Tâche à réaliser:
Rédigez la suite du texte cité sur le projet CAIM et les débuts de l'histoire de l'art, à partir de sa dernière phrase.

Texte cité:
★ ★ ★ ★
Introduction De la mémoire artistique à la réflexion stylistique Mythes, poèmes, images Membres du projet CAIM

 

Introduction

Inscrit dans la réflexion contemporaine sur le concept de modernité et ses formes de dépassement dans la postmodernité, le projet CAIM prend appui sur la convergence exceptionnelle de découvertes papyrologiques et archéologiques de publication récente qui bouleversent les certitudes acquises sur les premières formes d'histoire de l'art élaborées dans la phase de transition entre l'époque classique et la période hellénistique. Jusqu'à présent, les figures de certains pionniers de l'histoire de l'art, en particulier celle du sculpteur Xénocrate d'Athènes magistralement reconstruite par B. Schweitzer avaient été identifiées à partir des sources gréco-latines de la fin de la République et du Haut-Empire, en premier lieu l'encyclopédie plinienne. C'est à Pline l'Ancien (Histoire naturelle XXXIV, 52) que l'on doit la notion de «Renaissance de l'art» (ars reuixit), fondatrice du discours classique sur l'art à l'époque moderne. Ce modèle passéiste, légué par Rome, situait le sommet insurpassé de l'art de peindre et de sculpter entre l'époque de Périclès et celle d'Alexandre le Grand.
★ ★ ★ ★
Enregistrements fournis:
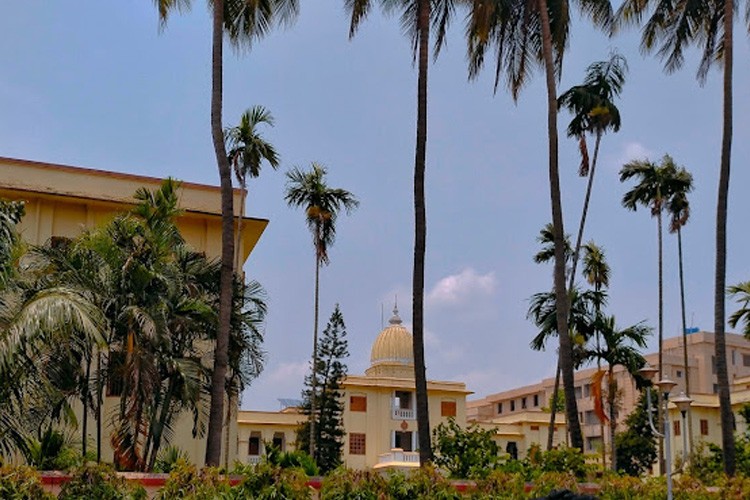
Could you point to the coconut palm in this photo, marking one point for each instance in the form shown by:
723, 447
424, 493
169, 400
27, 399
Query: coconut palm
679, 212
417, 17
709, 25
594, 112
656, 185
322, 204
244, 22
247, 152
618, 347
526, 34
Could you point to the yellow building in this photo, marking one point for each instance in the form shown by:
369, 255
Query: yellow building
62, 201
379, 409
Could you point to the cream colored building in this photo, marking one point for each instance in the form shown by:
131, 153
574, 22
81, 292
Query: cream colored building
379, 409
526, 407
62, 201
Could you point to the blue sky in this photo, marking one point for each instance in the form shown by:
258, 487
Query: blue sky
97, 84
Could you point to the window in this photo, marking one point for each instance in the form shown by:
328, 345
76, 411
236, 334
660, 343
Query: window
448, 408
402, 400
704, 427
358, 403
403, 440
357, 443
115, 372
278, 441
253, 445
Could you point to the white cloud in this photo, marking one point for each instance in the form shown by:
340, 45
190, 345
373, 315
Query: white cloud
458, 289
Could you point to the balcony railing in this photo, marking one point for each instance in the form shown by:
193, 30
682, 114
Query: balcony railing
398, 455
403, 414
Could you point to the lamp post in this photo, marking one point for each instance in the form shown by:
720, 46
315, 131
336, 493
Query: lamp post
683, 403
665, 387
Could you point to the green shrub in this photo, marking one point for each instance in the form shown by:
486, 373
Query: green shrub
21, 483
267, 482
100, 482
347, 484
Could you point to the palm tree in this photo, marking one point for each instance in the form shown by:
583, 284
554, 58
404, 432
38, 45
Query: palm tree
709, 25
527, 33
247, 151
617, 349
416, 18
656, 185
594, 112
322, 205
244, 22
679, 211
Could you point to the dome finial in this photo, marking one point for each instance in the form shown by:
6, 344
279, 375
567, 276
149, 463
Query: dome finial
395, 319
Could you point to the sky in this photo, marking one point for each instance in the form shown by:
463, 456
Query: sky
99, 85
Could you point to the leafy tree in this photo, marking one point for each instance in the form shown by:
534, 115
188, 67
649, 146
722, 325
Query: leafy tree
243, 22
636, 449
466, 453
417, 18
328, 405
322, 204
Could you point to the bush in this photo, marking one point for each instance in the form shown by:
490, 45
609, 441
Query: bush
100, 482
21, 483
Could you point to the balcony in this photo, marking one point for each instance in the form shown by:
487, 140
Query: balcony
404, 414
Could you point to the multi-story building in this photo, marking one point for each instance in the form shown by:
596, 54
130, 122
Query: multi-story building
61, 201
379, 409
526, 408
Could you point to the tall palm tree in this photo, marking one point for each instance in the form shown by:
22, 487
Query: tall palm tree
417, 16
322, 205
525, 34
244, 22
247, 151
594, 112
709, 25
656, 185
619, 347
679, 212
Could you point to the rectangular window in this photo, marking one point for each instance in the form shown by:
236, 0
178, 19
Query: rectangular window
704, 427
403, 400
253, 446
403, 440
358, 403
448, 408
357, 443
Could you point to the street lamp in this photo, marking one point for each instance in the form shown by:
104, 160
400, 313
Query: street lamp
683, 404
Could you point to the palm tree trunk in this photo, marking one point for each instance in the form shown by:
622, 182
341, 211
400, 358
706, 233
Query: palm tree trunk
612, 417
659, 412
314, 381
420, 238
553, 408
561, 296
686, 370
727, 431
216, 414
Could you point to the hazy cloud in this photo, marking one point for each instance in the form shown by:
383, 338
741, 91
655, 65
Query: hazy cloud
458, 289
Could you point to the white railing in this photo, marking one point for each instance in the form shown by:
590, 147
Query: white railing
403, 414
399, 455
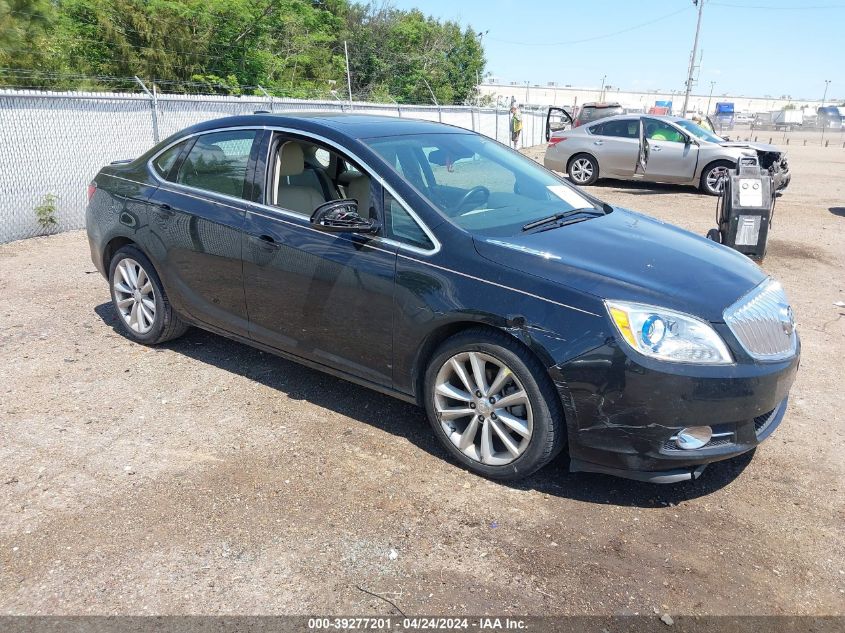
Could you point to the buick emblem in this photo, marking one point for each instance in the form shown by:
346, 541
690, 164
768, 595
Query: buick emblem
787, 320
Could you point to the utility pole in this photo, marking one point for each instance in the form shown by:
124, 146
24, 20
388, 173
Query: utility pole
826, 84
700, 5
712, 83
348, 76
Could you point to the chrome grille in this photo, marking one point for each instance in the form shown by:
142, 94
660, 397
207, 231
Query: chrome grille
763, 323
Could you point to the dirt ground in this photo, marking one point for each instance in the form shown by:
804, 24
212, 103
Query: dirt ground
207, 477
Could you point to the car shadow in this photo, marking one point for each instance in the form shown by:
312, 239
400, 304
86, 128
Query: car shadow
641, 188
409, 421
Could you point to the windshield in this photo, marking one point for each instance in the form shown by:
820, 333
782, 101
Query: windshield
480, 185
697, 130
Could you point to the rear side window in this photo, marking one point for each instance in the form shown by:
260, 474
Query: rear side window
218, 162
165, 161
624, 128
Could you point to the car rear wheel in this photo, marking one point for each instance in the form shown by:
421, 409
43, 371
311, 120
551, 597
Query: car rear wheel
583, 170
711, 177
139, 299
492, 405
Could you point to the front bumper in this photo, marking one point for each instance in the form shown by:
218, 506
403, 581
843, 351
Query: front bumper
622, 413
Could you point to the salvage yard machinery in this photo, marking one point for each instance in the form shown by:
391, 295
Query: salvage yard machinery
745, 209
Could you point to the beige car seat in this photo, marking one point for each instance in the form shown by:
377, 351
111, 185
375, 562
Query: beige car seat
290, 161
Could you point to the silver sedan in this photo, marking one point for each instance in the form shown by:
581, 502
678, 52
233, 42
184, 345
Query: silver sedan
679, 151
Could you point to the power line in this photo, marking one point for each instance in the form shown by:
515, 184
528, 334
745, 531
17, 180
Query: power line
597, 37
767, 7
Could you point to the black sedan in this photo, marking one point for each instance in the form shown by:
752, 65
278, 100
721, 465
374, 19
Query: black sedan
439, 266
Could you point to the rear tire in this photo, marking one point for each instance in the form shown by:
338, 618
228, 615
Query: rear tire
505, 443
583, 170
709, 182
142, 307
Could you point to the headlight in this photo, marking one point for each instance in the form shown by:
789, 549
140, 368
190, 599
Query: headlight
668, 335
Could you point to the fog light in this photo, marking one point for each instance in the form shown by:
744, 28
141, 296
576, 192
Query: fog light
693, 437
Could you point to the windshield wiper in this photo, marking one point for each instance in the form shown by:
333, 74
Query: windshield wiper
557, 217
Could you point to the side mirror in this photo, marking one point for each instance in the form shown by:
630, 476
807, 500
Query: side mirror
341, 216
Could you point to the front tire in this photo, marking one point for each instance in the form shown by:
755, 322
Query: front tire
492, 405
583, 170
711, 178
140, 301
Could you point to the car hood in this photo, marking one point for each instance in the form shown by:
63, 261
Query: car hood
628, 256
759, 147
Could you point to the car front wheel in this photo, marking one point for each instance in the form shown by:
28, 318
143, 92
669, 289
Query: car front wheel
712, 182
493, 406
139, 299
583, 170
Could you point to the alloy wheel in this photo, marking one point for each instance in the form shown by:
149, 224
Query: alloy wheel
134, 295
715, 178
483, 408
581, 170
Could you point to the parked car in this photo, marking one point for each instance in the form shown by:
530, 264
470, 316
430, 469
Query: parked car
680, 152
590, 112
443, 268
829, 117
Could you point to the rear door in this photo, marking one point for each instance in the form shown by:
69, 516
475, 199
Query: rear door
557, 120
672, 157
326, 297
196, 218
616, 144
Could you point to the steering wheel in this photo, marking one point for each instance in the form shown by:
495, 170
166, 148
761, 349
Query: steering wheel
477, 195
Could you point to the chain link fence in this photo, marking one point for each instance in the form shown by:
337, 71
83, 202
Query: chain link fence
53, 143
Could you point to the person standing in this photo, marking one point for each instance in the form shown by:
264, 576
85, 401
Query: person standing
516, 125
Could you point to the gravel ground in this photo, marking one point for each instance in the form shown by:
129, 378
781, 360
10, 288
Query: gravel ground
204, 476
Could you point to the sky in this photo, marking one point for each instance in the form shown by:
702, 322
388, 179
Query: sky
749, 48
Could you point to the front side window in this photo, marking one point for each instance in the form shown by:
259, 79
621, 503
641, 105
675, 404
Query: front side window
700, 132
656, 130
218, 162
480, 185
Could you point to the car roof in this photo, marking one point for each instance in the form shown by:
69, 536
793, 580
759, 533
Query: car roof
348, 124
639, 115
595, 104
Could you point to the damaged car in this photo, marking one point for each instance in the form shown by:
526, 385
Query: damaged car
443, 268
680, 152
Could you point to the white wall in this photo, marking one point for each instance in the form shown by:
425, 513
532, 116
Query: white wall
558, 95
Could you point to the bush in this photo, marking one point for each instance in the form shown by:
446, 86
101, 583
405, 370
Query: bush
45, 213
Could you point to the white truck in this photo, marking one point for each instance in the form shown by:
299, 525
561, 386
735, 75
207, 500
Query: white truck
778, 120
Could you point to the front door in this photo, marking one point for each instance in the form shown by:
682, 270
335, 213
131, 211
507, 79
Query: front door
197, 216
557, 120
672, 157
616, 144
322, 296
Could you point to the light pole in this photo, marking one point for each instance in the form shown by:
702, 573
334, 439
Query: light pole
824, 98
707, 113
700, 4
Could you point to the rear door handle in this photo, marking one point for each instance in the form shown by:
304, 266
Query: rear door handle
267, 241
164, 211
★ ★ ★ ★
Réponse rédigée:
Or, des textes poétiques récemment découverts, les nouvelles épigrammes de Posidippe de Pella (P. Mil. Vogl. VIII, 309), ont montré que les philosophes et les artistes de l'époque hellénistique avaient élaboré une notion d'«art nouveau» opposé à un «art ancien». Parallèlement, la mise au jour d'importants ensembles peints, notamment en Macédoine, a permis de tester sur des monuments contemporains la pertinence des critères dégagés par la critique philologique. La période hellénistique a donc été marquée non seulement par l'élaboration d'une théorie du classicisme, mais aussi par l'invention d'une modernité revendiquée comme telle. Intimement liée à la constitution d'une culture antiquaire, cette volonté d'inventer et de définir une modernité eut des conséquences multiples sur la création artistique, sur ses acteurs, sur ses objets et sur ses contextes. Le début de l'époque hellénistique est notamment caractérisé par l'émergence de figures d'artistes-philosophes ou d'historiens de l'art qui contribuent à théoriser les rapports que les créations contemporaines entretiennent avec les œuvres du passé.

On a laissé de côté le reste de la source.